TASK REQUIREMENTS: Copy out the lines of the records below, starting at the line that contains "target | scaffolding" and continuing through the end of the records, both ends included.

GIVEN DATA:
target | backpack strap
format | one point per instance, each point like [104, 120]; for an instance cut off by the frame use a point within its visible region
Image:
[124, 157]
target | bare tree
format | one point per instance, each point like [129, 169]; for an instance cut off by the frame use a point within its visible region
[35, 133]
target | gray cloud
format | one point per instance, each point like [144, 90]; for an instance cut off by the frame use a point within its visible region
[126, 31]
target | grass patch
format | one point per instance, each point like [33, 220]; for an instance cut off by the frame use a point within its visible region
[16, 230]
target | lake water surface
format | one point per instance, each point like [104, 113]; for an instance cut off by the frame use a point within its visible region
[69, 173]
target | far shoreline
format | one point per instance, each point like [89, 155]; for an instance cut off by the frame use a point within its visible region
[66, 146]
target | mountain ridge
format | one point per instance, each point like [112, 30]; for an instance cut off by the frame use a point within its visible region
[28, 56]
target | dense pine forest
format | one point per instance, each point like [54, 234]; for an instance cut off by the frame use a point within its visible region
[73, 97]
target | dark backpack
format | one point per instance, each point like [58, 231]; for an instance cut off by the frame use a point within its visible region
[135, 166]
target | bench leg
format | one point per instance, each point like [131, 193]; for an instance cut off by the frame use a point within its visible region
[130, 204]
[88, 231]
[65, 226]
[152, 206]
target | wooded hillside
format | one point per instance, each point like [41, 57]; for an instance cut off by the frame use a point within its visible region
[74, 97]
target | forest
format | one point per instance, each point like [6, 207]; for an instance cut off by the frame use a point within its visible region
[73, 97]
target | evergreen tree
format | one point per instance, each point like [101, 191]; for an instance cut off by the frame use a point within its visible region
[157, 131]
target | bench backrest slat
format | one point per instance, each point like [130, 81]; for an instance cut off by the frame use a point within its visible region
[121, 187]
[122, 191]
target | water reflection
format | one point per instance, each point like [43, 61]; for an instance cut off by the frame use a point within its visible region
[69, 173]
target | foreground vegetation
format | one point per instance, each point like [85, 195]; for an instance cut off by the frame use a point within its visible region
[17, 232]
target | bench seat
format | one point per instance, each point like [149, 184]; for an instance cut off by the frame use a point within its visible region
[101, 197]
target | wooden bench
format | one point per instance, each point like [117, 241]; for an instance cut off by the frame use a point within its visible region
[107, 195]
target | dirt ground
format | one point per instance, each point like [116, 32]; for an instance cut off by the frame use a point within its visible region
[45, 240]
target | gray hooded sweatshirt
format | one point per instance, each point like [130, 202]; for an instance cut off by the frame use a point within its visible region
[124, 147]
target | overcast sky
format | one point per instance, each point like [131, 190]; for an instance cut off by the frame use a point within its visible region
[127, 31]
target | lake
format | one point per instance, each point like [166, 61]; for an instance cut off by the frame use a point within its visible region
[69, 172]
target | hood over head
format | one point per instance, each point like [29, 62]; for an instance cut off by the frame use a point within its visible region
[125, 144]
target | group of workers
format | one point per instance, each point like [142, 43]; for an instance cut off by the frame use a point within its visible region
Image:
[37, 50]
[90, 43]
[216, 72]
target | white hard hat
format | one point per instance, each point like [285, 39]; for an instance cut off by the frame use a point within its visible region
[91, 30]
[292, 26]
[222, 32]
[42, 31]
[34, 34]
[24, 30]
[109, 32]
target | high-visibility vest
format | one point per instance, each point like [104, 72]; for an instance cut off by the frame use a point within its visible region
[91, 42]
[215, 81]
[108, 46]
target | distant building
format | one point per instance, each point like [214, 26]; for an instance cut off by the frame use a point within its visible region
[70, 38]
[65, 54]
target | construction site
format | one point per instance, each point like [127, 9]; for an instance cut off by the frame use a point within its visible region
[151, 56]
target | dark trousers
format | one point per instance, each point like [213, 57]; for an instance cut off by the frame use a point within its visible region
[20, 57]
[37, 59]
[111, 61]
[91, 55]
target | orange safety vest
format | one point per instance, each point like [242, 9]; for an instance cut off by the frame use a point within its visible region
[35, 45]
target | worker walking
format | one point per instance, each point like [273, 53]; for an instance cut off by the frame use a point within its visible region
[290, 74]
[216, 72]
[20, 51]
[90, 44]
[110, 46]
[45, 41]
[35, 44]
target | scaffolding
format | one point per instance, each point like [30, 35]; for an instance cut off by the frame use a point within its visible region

CORRECT RESPONSE:
target | scaffolding
format | one point per instance, each point like [30, 35]; for an instance cut off by the frame use a point within its visible region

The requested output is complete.